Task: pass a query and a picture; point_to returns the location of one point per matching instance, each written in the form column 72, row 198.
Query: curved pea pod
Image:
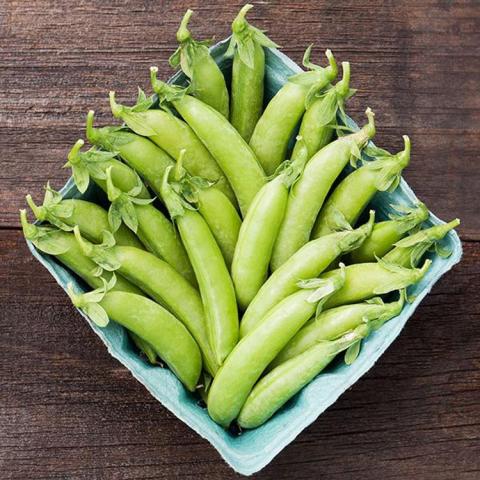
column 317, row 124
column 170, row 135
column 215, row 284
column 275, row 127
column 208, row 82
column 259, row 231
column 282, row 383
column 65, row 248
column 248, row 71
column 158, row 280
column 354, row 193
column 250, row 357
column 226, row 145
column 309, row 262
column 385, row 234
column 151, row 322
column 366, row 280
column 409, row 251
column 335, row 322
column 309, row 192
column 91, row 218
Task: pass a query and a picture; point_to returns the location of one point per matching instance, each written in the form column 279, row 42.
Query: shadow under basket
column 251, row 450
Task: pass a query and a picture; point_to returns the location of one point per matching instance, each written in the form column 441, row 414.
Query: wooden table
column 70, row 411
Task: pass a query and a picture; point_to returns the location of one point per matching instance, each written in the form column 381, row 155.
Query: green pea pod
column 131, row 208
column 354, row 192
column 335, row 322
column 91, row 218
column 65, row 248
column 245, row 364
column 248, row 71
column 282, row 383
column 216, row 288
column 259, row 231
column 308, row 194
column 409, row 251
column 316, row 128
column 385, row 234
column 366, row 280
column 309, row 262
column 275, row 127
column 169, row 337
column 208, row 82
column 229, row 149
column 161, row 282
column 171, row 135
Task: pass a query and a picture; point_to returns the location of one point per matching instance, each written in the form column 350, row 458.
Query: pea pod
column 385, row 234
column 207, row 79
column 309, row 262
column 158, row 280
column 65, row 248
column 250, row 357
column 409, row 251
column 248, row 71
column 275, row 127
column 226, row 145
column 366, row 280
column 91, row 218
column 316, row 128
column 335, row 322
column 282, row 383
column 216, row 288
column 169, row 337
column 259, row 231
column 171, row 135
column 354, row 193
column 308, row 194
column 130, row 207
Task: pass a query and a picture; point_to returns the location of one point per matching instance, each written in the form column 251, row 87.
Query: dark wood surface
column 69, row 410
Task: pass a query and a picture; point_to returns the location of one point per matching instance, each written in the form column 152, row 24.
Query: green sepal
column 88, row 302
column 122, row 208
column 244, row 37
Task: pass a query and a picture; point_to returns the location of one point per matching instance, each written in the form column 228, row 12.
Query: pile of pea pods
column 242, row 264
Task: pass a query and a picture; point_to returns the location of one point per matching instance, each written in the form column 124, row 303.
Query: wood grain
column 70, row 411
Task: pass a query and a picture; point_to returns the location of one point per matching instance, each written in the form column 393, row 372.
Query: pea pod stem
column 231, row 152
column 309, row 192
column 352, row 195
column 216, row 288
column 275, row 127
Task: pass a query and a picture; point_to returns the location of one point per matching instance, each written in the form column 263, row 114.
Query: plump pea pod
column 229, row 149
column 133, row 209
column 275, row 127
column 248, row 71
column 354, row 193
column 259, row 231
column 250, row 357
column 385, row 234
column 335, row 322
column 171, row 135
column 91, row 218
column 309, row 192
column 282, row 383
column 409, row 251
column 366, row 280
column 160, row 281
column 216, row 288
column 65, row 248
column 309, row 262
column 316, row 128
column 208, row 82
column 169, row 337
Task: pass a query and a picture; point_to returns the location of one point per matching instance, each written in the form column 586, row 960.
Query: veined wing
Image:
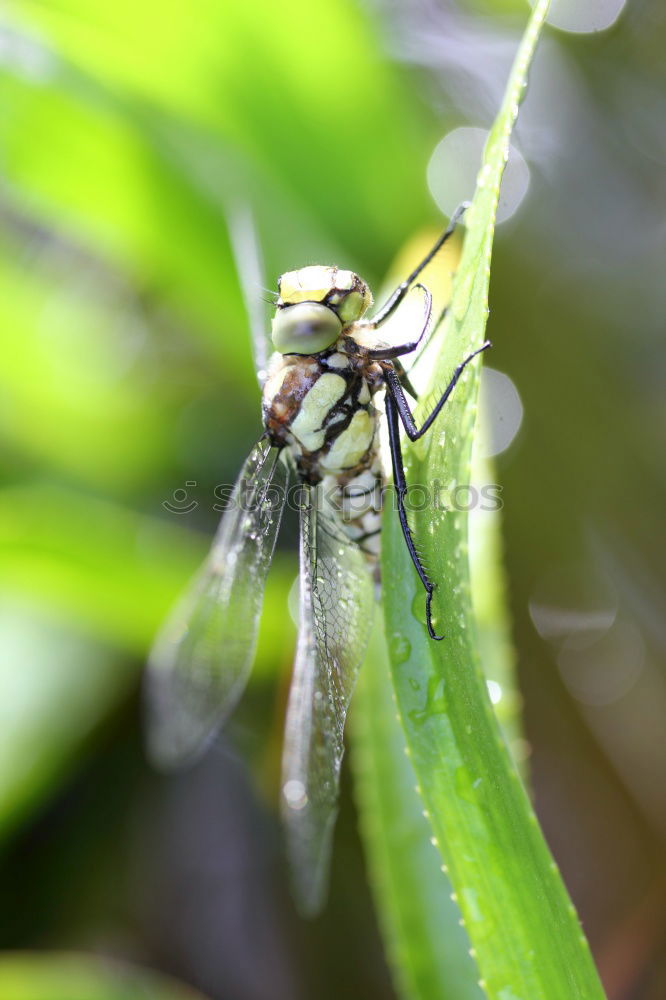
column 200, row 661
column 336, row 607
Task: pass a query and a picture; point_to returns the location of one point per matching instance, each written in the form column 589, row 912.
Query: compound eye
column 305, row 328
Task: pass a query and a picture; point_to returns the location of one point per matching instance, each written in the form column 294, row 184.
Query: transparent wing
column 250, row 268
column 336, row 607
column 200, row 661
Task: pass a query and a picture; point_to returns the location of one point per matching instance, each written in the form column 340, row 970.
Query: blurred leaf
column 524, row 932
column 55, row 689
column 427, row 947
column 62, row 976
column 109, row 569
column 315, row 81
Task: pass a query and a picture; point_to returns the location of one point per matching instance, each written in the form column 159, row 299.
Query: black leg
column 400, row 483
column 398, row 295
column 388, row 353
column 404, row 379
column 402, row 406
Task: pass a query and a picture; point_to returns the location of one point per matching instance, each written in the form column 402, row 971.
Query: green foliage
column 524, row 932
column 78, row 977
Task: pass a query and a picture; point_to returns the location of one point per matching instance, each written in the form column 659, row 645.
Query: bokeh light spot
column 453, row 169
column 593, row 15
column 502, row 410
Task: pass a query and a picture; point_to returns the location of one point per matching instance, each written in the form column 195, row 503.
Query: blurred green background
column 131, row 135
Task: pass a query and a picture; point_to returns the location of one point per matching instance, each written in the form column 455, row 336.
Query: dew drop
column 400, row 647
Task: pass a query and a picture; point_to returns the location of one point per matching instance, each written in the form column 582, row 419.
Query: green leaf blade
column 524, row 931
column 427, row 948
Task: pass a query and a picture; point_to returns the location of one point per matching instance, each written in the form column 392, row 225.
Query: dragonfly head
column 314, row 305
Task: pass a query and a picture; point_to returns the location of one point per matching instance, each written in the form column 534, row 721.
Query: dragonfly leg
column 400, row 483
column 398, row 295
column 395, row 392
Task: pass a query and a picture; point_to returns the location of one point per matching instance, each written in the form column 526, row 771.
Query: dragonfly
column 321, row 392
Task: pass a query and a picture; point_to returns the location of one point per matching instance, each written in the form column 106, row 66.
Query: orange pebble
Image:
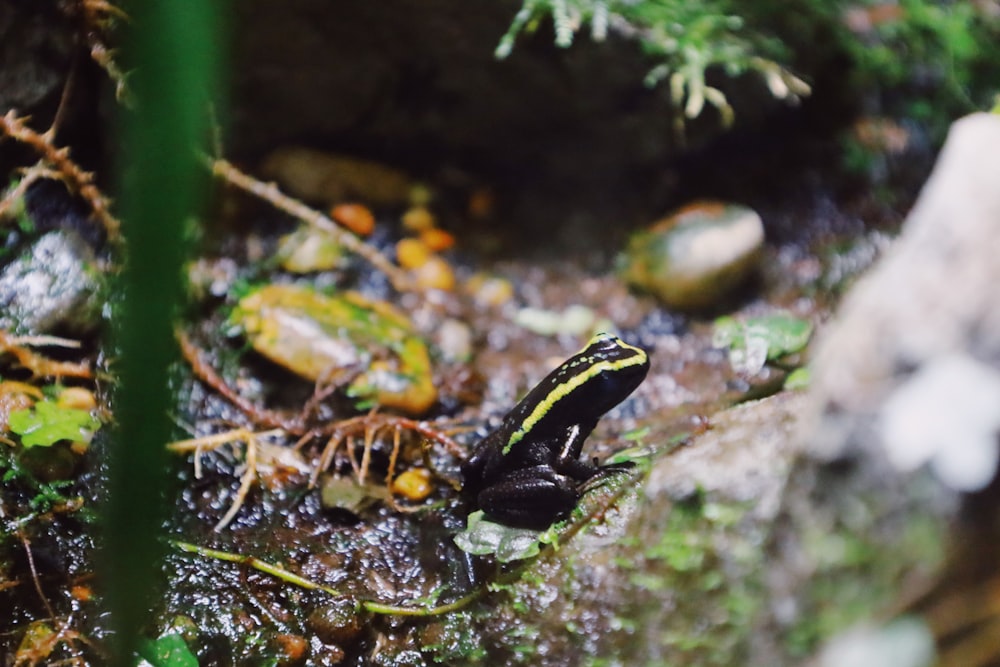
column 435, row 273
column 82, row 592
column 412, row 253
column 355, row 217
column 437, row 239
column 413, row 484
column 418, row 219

◇ ◇ ◇ ◇

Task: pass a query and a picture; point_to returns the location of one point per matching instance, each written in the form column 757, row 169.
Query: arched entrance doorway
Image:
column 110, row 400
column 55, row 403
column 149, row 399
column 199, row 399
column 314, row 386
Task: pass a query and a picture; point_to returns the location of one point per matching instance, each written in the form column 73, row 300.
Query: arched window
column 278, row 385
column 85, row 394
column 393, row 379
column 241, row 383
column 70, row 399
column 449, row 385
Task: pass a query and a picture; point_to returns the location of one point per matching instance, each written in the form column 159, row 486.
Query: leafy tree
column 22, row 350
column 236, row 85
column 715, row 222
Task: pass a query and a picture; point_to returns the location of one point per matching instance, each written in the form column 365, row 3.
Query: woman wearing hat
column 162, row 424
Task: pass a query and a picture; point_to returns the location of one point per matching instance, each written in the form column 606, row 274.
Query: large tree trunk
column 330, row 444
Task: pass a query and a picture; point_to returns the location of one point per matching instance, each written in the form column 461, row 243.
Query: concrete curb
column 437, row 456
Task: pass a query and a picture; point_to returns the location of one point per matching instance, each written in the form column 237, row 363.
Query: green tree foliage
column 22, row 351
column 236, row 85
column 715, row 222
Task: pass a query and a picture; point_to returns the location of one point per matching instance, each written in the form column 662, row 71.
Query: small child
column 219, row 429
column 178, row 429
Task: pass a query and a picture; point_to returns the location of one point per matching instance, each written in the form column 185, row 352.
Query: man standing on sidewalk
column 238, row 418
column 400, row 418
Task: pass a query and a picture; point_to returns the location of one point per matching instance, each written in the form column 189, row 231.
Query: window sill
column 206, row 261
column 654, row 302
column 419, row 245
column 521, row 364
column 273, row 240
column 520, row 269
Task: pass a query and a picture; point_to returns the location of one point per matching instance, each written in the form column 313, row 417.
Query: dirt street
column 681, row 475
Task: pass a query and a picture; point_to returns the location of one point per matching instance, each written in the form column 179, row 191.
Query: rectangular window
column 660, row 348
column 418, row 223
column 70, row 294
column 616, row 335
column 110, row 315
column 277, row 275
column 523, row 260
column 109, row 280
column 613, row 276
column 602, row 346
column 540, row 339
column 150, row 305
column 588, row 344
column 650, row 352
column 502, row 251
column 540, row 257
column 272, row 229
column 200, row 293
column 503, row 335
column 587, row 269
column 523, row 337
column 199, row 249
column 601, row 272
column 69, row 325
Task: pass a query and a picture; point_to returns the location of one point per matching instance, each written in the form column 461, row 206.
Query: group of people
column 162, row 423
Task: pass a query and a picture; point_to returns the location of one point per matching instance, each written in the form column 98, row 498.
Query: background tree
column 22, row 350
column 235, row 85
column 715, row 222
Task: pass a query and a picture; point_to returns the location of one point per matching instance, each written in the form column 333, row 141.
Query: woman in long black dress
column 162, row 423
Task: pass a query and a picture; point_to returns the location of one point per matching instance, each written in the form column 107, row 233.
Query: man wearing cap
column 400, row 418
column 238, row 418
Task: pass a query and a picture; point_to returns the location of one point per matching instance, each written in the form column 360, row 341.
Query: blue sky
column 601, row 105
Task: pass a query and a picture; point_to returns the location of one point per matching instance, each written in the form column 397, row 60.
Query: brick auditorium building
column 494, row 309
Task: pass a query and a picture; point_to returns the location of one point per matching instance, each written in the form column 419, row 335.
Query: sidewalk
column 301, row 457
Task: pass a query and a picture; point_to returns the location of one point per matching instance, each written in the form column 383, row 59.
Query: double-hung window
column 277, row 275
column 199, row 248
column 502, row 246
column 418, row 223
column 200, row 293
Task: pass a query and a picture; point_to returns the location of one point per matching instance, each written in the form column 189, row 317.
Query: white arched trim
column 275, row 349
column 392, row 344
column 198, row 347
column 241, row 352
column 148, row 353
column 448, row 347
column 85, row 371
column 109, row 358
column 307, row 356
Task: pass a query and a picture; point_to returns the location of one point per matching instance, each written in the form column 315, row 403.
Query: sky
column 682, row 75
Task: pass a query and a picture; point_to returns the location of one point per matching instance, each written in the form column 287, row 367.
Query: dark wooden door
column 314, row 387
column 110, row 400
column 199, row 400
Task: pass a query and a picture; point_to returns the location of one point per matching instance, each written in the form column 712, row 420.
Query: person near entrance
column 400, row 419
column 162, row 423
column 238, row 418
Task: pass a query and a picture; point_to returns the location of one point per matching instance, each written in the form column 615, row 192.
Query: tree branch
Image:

◇ ◇ ◇ ◇

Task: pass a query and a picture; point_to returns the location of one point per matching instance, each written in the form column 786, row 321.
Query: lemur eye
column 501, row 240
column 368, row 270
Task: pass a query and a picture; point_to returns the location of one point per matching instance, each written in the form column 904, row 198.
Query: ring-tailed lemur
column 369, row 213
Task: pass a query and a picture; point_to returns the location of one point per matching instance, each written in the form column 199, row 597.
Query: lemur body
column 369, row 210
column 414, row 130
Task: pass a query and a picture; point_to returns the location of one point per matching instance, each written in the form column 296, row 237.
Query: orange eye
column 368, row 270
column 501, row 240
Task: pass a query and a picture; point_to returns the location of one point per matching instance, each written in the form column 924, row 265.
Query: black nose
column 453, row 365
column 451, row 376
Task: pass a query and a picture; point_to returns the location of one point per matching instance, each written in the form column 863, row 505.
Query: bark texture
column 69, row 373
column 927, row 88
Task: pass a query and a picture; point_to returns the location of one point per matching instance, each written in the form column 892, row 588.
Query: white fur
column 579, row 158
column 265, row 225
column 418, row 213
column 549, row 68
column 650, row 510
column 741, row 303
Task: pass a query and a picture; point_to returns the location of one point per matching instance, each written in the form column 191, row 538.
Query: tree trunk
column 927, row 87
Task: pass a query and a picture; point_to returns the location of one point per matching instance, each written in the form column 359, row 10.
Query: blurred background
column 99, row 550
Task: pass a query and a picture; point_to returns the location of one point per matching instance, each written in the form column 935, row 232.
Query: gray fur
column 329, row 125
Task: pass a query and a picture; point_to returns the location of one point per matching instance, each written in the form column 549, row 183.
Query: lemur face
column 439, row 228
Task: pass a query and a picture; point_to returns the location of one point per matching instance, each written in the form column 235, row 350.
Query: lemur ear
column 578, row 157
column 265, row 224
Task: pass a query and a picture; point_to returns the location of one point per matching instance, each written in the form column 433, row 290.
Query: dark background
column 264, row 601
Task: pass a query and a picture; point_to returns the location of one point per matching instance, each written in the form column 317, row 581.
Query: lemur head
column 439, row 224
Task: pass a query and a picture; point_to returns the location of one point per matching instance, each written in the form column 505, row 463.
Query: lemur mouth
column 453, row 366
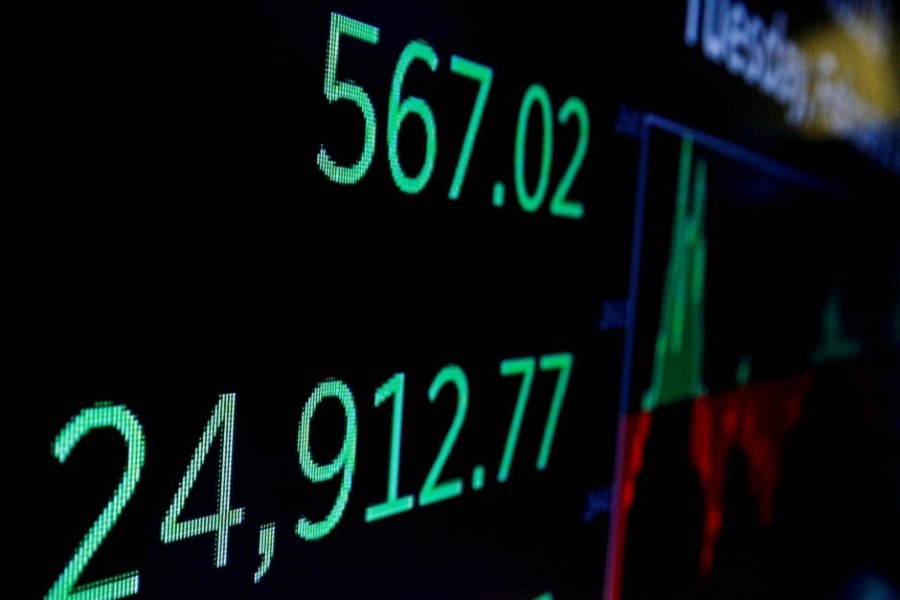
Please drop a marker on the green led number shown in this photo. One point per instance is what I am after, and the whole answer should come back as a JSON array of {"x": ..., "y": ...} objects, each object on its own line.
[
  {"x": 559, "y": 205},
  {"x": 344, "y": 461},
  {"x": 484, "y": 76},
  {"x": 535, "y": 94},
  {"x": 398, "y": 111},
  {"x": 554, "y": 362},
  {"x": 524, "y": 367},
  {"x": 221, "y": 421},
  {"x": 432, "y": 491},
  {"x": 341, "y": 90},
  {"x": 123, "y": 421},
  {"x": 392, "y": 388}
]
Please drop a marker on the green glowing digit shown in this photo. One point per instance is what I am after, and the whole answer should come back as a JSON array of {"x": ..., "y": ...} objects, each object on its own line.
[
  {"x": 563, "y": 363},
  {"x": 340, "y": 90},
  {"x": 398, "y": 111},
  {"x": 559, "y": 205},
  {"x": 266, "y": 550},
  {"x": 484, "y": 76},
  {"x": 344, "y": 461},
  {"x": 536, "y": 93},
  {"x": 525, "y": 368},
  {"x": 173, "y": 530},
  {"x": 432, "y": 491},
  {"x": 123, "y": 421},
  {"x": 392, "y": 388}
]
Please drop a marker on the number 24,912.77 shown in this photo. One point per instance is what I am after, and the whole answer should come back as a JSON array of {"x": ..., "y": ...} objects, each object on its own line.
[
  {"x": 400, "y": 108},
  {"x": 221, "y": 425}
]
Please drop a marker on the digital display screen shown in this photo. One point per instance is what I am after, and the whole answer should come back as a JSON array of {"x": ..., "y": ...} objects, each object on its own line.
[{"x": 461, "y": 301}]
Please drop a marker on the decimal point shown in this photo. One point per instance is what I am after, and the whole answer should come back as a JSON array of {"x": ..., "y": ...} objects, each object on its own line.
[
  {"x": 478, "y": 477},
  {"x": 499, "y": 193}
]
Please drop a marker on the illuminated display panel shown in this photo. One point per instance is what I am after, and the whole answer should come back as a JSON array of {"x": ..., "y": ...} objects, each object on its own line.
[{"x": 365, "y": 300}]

◇ ◇ ◇ ◇

[Problem requirements] Reproduce verbatim the listing from the line containing "191, row 538." to the line containing "column 453, row 366", with both of those lines included.

[Task output]
Task: pass a query and a picture; point_to returns the location of one point per matching instance, each written in the form column 191, row 538.
Query: tree trunk
column 927, row 87
Task: pass a query and a picture; point_to returns the location of one point per matching instance, each written in the form column 359, row 10.
Query: blurred background
column 99, row 550
Task: pass a query and a picture; point_to returns the location of one point per matching instance, each written in the form column 935, row 232.
Query: gray fur
column 329, row 125
Task: pass a query and a picture; point_to returns the location of one point per matching instance, each written in the form column 549, row 183.
Query: lemur face
column 439, row 228
Task: pass a query and a picture; point_to returns the location of one point per matching instance, each written in the form column 235, row 350.
Query: lemur ear
column 578, row 157
column 265, row 224
Task: pass a query and a picture; point_to returns the location of one point per matching instance, each written in the form column 433, row 290.
Query: dark background
column 264, row 601
Task: pass a query and a picture; point_to returns the location of one point per matching instance, each written in the form column 317, row 581.
Query: lemur head
column 439, row 224
Task: pass a query and a picture; point_to returns the location of one point per matching instance, each written in the form column 505, row 463.
Query: lemur mouth
column 453, row 366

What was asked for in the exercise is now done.